Whatever else Congress may or may not do about health care, there's one reform that ought to be instituted now as a bipartisan initiative on which most Americans can agree. We're referring to the proposal for Medical Savings Accounts.
As Scripps Howard News Service points out, most of the numerous Medisave bills introduced in the last two years had predominantly GOP sponsors. But Indiana Democrat Andy Jacobs made sure MSAs are an option under the comprehensive bill that House Majority Leader Richard Gephardt hopes to pass this month. And Democratic senators on record favoring Medical Savings Accounts include John Breaux, Thomas Daschle and Sam Nunn.If they attract both conservatives and liberals, it's because Medical Savings Accounts are such a promising idea. In contrast to the untried health alliances and global budgets of the White House and Democratic leadership bills, they are even relatively easy to understand. Analysts predict they would save money, broaden insurance coverage, slash administrative bother, increase patients' choice of health services and make health protection portable from job to job.
Here's how they work. An employer now spending $6,000 on health insurance for a worker and family would instead spend $3,000 on high-deductible coverage and place the other $3,000 in the family's Medical Savings Account. Routine doctor visits would be paid for out of the MSA. In case of a serious illness, the insurance would kick in.
In good years, the family would spend less than $3,000, and the account would grow. (The average American has health expenses of under $500 a year.) This money could be used to buy more insurance - nursing-home coverage, for example - or any service the Internal Revenue Service now rules a deductible expense.
But at some point the family would be free to spend any accumulated savings as they saw fit. Jacobs would permit non-medical withdrawals at age 60 or if a person became disabled; other proposals permit withdrawals any time, though money withdrawn is taxed as income, and a penalty is charged (20 percent in one bill).
Medical Savings Accounts respect the autonomy of ordinary Americans, leaving them free to buy the health care they think they need. But MSAs also create an incentive for each consumer to spend wisely.
What a contrast to the grandiose health reforms that promise to cap costs by government fiat, a dubious approach that hasn't worked so far. Instead, MSAs would enlist every user of health care in squeezing waste out of the system. A simple change in the tax code would make them possible. What is Congress waiting for?

Saved data entries —
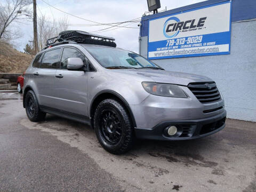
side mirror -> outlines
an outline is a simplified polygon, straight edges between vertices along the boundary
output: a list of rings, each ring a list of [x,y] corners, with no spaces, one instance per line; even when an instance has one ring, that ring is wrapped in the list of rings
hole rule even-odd
[[[69,58],[67,63],[67,68],[69,70],[79,69],[84,66],[84,62],[79,58]]]

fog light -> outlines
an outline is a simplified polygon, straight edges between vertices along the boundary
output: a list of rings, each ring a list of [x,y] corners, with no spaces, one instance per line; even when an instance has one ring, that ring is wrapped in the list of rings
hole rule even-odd
[[[177,132],[177,127],[175,126],[171,126],[168,128],[167,132],[170,136],[173,136]]]

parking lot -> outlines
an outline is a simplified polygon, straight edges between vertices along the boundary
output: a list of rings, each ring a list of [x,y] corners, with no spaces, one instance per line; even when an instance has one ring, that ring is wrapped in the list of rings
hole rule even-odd
[[[103,149],[89,126],[30,122],[22,96],[0,92],[0,191],[256,191],[256,123],[227,119],[198,140]]]

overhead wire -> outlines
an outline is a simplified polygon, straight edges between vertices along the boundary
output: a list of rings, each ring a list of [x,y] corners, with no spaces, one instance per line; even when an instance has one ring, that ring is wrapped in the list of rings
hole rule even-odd
[[[134,20],[135,19],[140,19],[141,17],[139,17],[139,18],[136,18],[136,19],[133,19],[132,20],[129,20],[129,21],[124,21],[124,22],[115,22],[115,23],[101,23],[101,22],[97,22],[97,21],[92,21],[92,20],[89,20],[89,19],[84,19],[84,18],[81,18],[80,17],[78,17],[78,16],[77,16],[77,15],[74,15],[73,14],[71,14],[71,13],[68,13],[68,12],[66,12],[65,11],[63,11],[58,8],[57,8],[55,7],[54,7],[54,6],[50,4],[49,3],[46,2],[44,0],[41,0],[42,2],[43,2],[44,3],[45,3],[45,4],[47,4],[49,6],[51,6],[52,7],[58,10],[59,11],[60,11],[62,13],[66,13],[68,15],[71,15],[73,17],[76,17],[76,18],[79,18],[79,19],[82,19],[82,20],[85,20],[85,21],[89,21],[89,22],[93,22],[93,23],[97,23],[97,24],[99,24],[99,25],[107,25],[107,26],[110,26],[111,27],[115,27],[116,26],[113,26],[113,25],[115,25],[115,24],[118,24],[118,25],[121,25],[122,23],[125,23],[125,22],[131,22],[131,21],[132,21],[133,20]],[[139,22],[139,21],[138,21]],[[125,27],[125,28],[138,28],[137,27],[125,27],[125,26],[120,26],[121,27]]]

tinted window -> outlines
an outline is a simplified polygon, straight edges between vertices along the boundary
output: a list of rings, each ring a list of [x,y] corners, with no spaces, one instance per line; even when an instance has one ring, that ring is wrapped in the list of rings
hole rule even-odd
[[[42,60],[41,68],[56,69],[59,62],[60,50],[60,49],[57,49],[45,52]]]
[[[39,54],[36,57],[36,58],[34,60],[33,64],[32,66],[34,67],[40,67],[40,63],[41,62],[42,57],[43,56],[43,54]]]
[[[61,57],[61,62],[60,63],[61,69],[67,69],[67,61],[68,59],[70,57],[79,58],[81,58],[83,61],[84,60],[84,56],[75,49],[64,48]]]

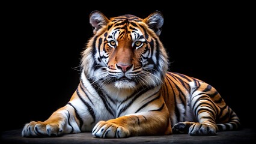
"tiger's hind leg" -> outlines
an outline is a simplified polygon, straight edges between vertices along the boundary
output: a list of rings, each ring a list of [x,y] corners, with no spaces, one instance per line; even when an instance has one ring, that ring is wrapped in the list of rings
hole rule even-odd
[[[215,88],[204,82],[195,81],[189,83],[191,109],[197,121],[180,122],[172,127],[174,133],[188,133],[192,136],[216,135],[216,124],[219,107],[215,100],[222,100]],[[217,101],[217,100],[216,100]]]
[[[216,127],[195,122],[180,122],[172,127],[174,134],[188,133],[191,136],[216,135]]]

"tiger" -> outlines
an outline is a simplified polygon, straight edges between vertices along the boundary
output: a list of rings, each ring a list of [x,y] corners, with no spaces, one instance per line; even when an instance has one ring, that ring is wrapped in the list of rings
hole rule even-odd
[[[145,17],[91,11],[92,36],[81,53],[76,89],[47,119],[25,124],[22,137],[214,136],[239,130],[239,116],[215,88],[169,70],[159,37],[163,14]]]

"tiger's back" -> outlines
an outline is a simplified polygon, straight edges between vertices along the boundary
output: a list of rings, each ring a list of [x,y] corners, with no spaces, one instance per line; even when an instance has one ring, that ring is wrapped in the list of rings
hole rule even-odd
[[[47,119],[26,124],[23,137],[84,131],[100,138],[215,135],[239,127],[239,118],[215,88],[167,71],[160,11],[145,19],[108,19],[94,11],[90,21],[94,35],[82,52],[77,89]]]
[[[240,127],[240,119],[236,113],[227,105],[216,89],[204,82],[180,73],[168,72],[161,92],[165,96],[174,133],[198,134],[193,133],[197,131],[193,128],[199,128],[190,127],[196,125],[195,122],[218,127],[215,128],[218,131]]]

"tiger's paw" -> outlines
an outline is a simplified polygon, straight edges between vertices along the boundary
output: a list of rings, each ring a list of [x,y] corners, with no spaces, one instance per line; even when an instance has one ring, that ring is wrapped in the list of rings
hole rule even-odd
[[[43,124],[32,121],[26,124],[22,132],[23,137],[57,136],[62,134],[63,129],[56,124]]]
[[[99,138],[123,138],[129,137],[130,132],[114,122],[101,121],[93,128],[93,134]]]
[[[217,130],[217,126],[197,122],[189,127],[189,134],[191,136],[214,136]]]

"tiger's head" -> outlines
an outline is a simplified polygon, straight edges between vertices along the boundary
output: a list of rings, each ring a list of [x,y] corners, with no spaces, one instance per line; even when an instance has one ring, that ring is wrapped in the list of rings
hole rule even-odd
[[[82,72],[100,86],[154,88],[163,83],[168,58],[159,40],[163,17],[156,11],[145,19],[125,14],[110,19],[90,15],[94,35],[82,53]]]

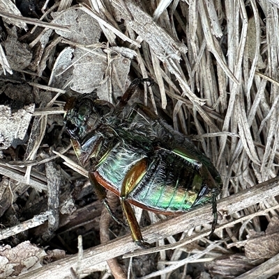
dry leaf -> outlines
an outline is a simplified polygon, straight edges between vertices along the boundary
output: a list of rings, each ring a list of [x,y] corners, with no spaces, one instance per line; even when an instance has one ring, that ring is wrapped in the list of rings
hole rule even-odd
[[[7,149],[16,139],[24,140],[34,109],[31,104],[12,113],[10,106],[0,105],[0,150]]]

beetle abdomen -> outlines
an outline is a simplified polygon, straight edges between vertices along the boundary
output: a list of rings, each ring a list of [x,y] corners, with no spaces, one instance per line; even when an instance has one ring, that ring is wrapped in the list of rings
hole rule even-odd
[[[143,207],[165,213],[191,208],[203,187],[198,170],[182,158],[162,150],[157,150],[149,162],[146,173],[129,198]]]

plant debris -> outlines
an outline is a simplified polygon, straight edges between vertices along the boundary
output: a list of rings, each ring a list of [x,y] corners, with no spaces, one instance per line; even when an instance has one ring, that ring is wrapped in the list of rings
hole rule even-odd
[[[277,278],[277,2],[14,2],[0,0],[0,278]],[[136,77],[154,85],[133,102],[221,175],[211,238],[210,205],[168,218],[136,208],[157,241],[146,250],[102,214],[63,106],[93,91],[115,104]]]

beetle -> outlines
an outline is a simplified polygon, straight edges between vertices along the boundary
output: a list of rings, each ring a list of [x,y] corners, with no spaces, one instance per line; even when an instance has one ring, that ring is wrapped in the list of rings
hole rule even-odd
[[[140,82],[130,85],[116,106],[96,93],[70,97],[65,105],[64,122],[80,164],[98,199],[112,218],[106,190],[120,198],[133,240],[144,241],[130,205],[156,213],[174,214],[211,202],[217,224],[216,198],[220,176],[210,159],[193,142],[140,103],[128,102]]]

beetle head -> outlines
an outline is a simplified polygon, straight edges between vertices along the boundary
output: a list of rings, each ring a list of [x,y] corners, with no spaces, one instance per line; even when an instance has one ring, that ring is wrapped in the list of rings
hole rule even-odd
[[[67,101],[64,109],[66,129],[70,136],[80,141],[97,129],[102,117],[110,111],[107,102],[97,99],[96,94],[72,97]]]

Work order 1 —
Reproduce the Medical Savings Accounts editorial word for word from "In good years, the" to "to spend wisely.".
Work order 2 —
Why does the Medical Savings Accounts editorial say a family's account would grow in good years? Answer in one to three sentences.

Result 1 —
In good years, the family would spend less than $3,000, and the account would grow. (The average American has health expenses of under $500 a year.) This money could be used to buy more insurance - nursing-home coverage, for example - or any service the Internal Revenue Service now rules a deductible expense.
But at some point the family would be free to spend any accumulated savings as they saw fit. Jacobs would permit non-medical withdrawals at age 60 or if a person became disabled; other proposals permit withdrawals any time, though money withdrawn is taxed as income, and a penalty is charged (20 percent in one bill).
Medical Savings Accounts respect the autonomy of ordinary Americans, leaving them free to buy the health care they think they need. But MSAs also create an incentive for each consumer to spend wisely.

Result 2 —
In good years the family would spend less than the $3,000 the employer places in the Medical Savings Account, so the unspent money stays in the account and builds up. The editorial notes that the average American has health expenses of under $500 a year.